— Exercise task A —
Give again, word for word, the part of the Pi Day text that begins at the words "Are you ready" and stops after "perfectly valid reason).".
— Exercise task B —
According to the Pi Day text, Pi is the ratio of which two measurements of a circle?
— Exercise task C —
Put this sentence from the Pi Day text into French: "From the engineering of bridges to the understanding of the waves, Pi plays a crucial role."

# PI Day

Are you ready to cut into some $\pi$ (Pi) facts that are both tasty and educational? Let us dive into the world of Pi, which has no end.

Pi Day is March 14th (3/14), and it’s a celebration of $\pi$, the most famous irrational number in math. First off, why celebrate Pi Day? Well, it’s not just an excuse to indulge in pie (though that’s a perfectly valid reason).

Pi, approximately equal to 3.14159, is **the ratio of a circle’s circumference to its diameter**, a figure that remains constant, regardless of the circle’s size. This simple definition belies the complexity and intrigue of Pi, a number that has no final digit and no pattern to its sequence of numbers.

Pi is not just a mathematical curiosity; it is a fundamental component in the equations that describe the physical universe. From the engineering of bridges to the understanding of the waves, Pi plays a crucial role. It is a cornerstone in the fields of geometry, trigonometry, calculus, physics, and beyond, making it an essential constant in science and engineering.

— Extracted information —
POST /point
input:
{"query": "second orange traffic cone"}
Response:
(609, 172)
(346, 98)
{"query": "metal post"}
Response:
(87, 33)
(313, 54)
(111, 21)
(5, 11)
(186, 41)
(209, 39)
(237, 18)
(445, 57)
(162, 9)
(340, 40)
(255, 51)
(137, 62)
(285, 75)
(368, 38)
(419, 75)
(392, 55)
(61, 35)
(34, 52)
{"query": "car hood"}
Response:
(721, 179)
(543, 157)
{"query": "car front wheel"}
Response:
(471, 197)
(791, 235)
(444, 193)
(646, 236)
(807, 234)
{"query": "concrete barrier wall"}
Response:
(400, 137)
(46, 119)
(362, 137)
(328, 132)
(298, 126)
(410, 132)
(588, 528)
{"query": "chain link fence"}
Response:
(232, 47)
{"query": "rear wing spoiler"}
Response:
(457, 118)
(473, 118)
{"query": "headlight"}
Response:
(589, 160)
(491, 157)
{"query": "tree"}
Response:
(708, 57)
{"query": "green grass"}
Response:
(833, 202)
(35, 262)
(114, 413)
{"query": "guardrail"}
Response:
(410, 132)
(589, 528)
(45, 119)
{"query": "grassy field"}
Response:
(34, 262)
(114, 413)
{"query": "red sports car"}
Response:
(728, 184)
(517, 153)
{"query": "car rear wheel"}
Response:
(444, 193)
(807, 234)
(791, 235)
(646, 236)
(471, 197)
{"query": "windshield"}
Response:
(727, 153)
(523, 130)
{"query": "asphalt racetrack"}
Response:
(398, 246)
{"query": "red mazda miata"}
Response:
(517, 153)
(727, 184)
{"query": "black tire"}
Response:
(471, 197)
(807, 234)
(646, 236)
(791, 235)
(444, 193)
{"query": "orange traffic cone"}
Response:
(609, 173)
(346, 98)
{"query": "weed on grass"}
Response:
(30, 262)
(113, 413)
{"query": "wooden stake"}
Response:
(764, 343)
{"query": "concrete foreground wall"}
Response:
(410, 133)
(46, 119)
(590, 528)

==

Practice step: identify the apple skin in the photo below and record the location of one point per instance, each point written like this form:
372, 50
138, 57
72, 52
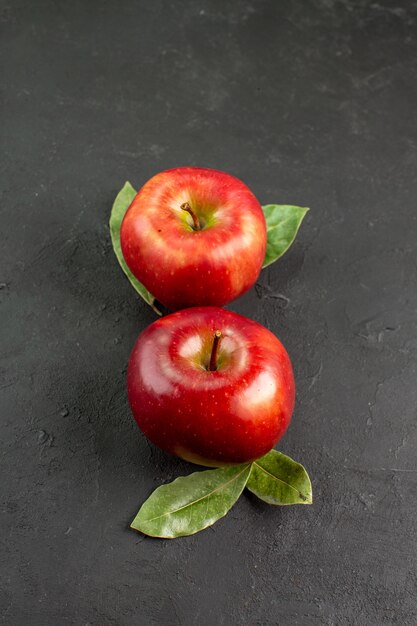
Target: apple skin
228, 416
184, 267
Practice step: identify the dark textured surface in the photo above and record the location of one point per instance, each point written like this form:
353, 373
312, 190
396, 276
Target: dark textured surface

— Exercise answer A —
Are you ready to cut into some $\pi$ (Pi) facts that are both tasty and educational? Let us dive into the world of Pi, which has no end.

Pi Day is March 14th (3/14), and it’s a celebration of $\pi$, the most famous irrational number in math. First off, why celebrate Pi Day? Well, it’s not just an excuse to indulge in pie (though that’s a perfectly valid reason).

— Exercise answer B —
The circumference of a circle and its diameter.

— Exercise answer C —
De l'ingénierie des ponts à la compréhension des ondes, Pi joue un rôle crucial.